● Tasks to perform:
1. In the passage about Filipino food, which region is named as the origin of sisig?
2. Extend the passage about Filipino food, continuing after its final sentence.

● Text extract:
The variety of food, and the variety within recipes seem to defy grouping. Maybe that’s because the natural separation of islands resulted in differing cooking styles and dishes evolving in isolation. Maybe many layers of colonisation and trade shaped and morphed food across the archipelago.

“There are definitely differences between the regions,” says Tim Casaje, owner and chef at Sir Manong, a Filipino restaurant in Western Sydney.

He can rattle off the origins of many famous Filipino dishes – sisig (minced, crisp pork cheeks and snout seasoned with calamansi citrus and chilli) from Pampanga, lechon (spit-roasted suckling pig) from Cebu, bangus (milkfish) from Pangasinan – but “it’s hard to break it down into regions”.

And dishes like sinigang or the ubiquitous adobo add another layer of complication. Everyone has their own version of adobo, from town to town, even from lola (grandma) to lola.

“It’s hard to say we have a standard recipe for anything,” Casaje says. “It’s not like when you go to a Vietnamese eatery, and you see beef pho made with basically the same recipe. There are so many different varieties of adobo.”

[Some records]
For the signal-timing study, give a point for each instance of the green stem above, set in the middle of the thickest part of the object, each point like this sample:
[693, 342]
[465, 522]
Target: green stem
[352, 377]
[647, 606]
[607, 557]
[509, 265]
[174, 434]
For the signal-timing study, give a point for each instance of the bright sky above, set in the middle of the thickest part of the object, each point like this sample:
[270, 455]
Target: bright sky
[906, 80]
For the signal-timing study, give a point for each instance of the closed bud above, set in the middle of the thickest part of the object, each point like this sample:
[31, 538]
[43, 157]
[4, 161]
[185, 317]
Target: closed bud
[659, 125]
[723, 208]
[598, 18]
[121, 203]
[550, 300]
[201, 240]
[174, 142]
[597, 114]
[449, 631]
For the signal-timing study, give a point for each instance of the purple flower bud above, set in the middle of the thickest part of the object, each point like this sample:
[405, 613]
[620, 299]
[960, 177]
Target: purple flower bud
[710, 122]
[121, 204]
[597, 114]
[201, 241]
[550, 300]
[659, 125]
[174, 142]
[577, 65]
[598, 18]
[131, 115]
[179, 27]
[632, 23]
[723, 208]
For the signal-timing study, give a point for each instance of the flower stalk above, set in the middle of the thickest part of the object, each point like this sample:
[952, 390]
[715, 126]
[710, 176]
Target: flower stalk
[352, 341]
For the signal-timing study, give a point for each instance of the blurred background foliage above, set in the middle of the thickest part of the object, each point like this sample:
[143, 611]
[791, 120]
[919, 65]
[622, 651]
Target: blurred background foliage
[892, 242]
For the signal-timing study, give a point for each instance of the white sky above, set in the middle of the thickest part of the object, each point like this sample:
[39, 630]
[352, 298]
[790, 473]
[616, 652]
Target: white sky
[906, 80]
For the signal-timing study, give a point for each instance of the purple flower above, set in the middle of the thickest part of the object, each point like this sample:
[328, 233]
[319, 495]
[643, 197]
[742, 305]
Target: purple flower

● Task responses:
1. Pampanga

2.
Chef Nina Cruz of Sizzling Fillo in Sydney’s west agrees. “Adobo is the national dish, but there are so many different versions with vinegar being the uniting ingredient.”

The similarities stop there. “There’s adobo tuyo, which is a dry adobo that you simmer until the sauce disappears. Adobo sa puti is made with no soy sauce, just coconut vinegar that darkens as it caramelises. In Mindanao, they use coconut milk.”

Cruz says the best way to assess regional food is to zoom out. “You can break the Philippines into three areas: Luzon in the north, Visayas in the centre and Mindanao in the south,” she says.

“Luzon has fertile soil, so there’s a lot of agriculture. In Visayas, seafood is easily accessible, and dried fish is especially popular. In Mindanao, Islam is the predominant religion, so many people don’t eat pork. They’re closer to Indonesia and Malaysia, so they have things like rendang and sambal.”

"With 7,641 islands and more than 100 ethno-linguistic groups, how do you describe Filipino food?”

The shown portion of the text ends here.